*WORK ORDER:* Your answer should be one number: the count of lines in the records that include the word "plant".

*RECORDS PROVIDED:*
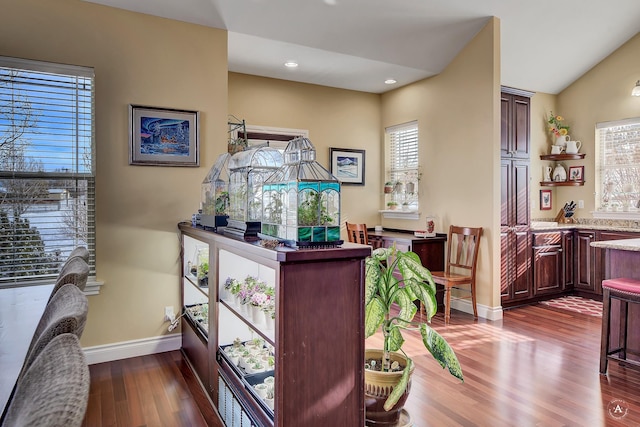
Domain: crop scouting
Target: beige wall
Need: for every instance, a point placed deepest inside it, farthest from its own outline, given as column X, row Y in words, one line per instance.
column 138, row 59
column 601, row 94
column 334, row 118
column 458, row 116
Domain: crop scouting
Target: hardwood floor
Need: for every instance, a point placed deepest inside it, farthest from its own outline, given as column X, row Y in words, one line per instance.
column 154, row 390
column 537, row 367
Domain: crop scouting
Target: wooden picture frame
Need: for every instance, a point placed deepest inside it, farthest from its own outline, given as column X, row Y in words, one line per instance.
column 576, row 173
column 163, row 136
column 545, row 200
column 347, row 165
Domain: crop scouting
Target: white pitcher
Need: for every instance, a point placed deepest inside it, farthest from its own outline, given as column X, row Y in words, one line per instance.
column 573, row 147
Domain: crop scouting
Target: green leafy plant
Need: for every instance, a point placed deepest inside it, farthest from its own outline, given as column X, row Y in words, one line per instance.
column 556, row 127
column 312, row 211
column 382, row 290
column 222, row 203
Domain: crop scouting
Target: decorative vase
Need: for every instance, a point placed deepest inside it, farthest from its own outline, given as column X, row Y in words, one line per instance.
column 562, row 140
column 257, row 315
column 377, row 387
column 271, row 322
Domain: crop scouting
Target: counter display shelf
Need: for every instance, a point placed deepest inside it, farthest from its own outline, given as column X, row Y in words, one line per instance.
column 316, row 296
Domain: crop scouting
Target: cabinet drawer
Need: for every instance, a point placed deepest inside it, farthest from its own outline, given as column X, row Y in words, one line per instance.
column 547, row 239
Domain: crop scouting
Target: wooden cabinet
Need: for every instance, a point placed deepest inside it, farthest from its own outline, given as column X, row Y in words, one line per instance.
column 568, row 260
column 318, row 300
column 516, row 275
column 515, row 125
column 585, row 261
column 547, row 263
column 514, row 231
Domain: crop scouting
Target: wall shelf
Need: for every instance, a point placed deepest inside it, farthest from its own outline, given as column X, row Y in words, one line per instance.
column 558, row 157
column 561, row 183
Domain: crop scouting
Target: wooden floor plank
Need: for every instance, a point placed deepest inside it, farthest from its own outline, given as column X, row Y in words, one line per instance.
column 536, row 367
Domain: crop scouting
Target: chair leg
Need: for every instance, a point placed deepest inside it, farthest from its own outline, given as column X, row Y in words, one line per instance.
column 447, row 303
column 606, row 330
column 473, row 300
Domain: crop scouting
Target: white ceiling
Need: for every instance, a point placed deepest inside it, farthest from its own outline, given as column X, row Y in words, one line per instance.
column 357, row 44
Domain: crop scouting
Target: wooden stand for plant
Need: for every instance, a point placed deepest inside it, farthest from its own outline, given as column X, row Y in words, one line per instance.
column 562, row 219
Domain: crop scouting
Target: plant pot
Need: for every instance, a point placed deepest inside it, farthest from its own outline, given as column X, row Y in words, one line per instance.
column 377, row 387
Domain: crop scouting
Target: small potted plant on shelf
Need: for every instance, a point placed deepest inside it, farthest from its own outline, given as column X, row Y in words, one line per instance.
column 388, row 187
column 389, row 369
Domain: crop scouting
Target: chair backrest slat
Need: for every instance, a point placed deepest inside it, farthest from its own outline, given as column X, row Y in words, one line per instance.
column 357, row 233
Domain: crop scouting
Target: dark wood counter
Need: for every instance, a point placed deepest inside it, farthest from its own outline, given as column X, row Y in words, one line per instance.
column 621, row 260
column 429, row 249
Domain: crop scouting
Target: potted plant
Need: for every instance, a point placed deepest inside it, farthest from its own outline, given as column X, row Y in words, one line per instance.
column 388, row 187
column 397, row 277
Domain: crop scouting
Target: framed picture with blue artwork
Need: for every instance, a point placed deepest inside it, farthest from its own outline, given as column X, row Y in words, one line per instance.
column 163, row 137
column 347, row 165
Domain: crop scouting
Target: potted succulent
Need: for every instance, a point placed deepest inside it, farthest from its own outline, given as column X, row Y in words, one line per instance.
column 397, row 277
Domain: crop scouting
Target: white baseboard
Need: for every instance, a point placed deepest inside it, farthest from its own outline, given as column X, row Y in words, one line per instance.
column 484, row 311
column 127, row 349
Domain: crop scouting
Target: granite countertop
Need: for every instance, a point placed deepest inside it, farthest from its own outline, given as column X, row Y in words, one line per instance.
column 629, row 226
column 624, row 245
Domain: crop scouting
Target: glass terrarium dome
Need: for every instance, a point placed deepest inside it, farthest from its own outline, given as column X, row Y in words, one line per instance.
column 302, row 199
column 248, row 170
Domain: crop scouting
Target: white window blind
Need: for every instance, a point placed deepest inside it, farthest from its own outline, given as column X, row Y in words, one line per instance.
column 618, row 165
column 47, row 188
column 402, row 162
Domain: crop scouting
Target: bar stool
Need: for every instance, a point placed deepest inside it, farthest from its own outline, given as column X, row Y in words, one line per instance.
column 626, row 291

*EXERCISE RESULT:* 5